Records drawn from a collection
----

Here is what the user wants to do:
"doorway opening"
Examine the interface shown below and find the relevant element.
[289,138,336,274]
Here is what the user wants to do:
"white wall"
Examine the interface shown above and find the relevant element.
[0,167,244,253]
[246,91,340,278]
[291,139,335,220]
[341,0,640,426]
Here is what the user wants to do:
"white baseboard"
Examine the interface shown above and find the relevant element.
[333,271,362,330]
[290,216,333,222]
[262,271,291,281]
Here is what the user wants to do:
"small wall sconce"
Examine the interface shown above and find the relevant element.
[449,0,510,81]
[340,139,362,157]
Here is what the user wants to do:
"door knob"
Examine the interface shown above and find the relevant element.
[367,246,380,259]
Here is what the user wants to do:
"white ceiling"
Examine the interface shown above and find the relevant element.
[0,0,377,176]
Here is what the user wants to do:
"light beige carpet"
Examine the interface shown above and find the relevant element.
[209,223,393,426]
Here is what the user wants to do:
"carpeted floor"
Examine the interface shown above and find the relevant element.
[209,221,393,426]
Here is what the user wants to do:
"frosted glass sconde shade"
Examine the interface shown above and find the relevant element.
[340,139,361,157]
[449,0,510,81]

----

What you will do: Render the records above as a two-column CSV with the headers text and answer, one row per record. Put each record's text and its answer in a single quoted field apiece, replacing line breaks with spaces.

Task solution:
text,answer
"Here is what the user wants to do: ""doorway opening"" Examine the interface shown below and find the relevant element.","[289,138,336,274]"
"Here is what the user wants to do: ""white wall"" Examine the interface shown above and find the relevant element.","[0,167,244,253] [246,91,340,278] [291,139,335,220] [341,0,640,426]"
"Here is what the user wants to do: ""white baseboard"" Examine the interface shown above and find the relevant element.","[333,271,362,330] [290,216,333,222] [262,271,291,281]"
"Here is what the user wants to do: ""small wall sconce"" Examine the interface shown above and find the relevant element.","[449,0,510,81] [340,139,362,157]"
"Here is what the user wants to do: ""door knob"" Examine the interface shown above and find the relevant element.","[367,246,380,259]"
"Here is what the user wants to do: ""white ceiling"" Examine the interface shown above and find the relevant element.","[0,0,377,176]"
"Here is what the user wants to do: ""light beige carpet"" Examine the interface shown above and find the relevant element.","[209,223,393,426]"
"Here is what the user wants to do: ""carpeted floor"" Examine the interface shown above and find the relevant element.","[209,221,393,426]"
"Here is what the user wants to do: ""frosted glass sconde shade"" Examine the interface shown above and find the relevant element.","[340,139,361,157] [449,0,510,81]"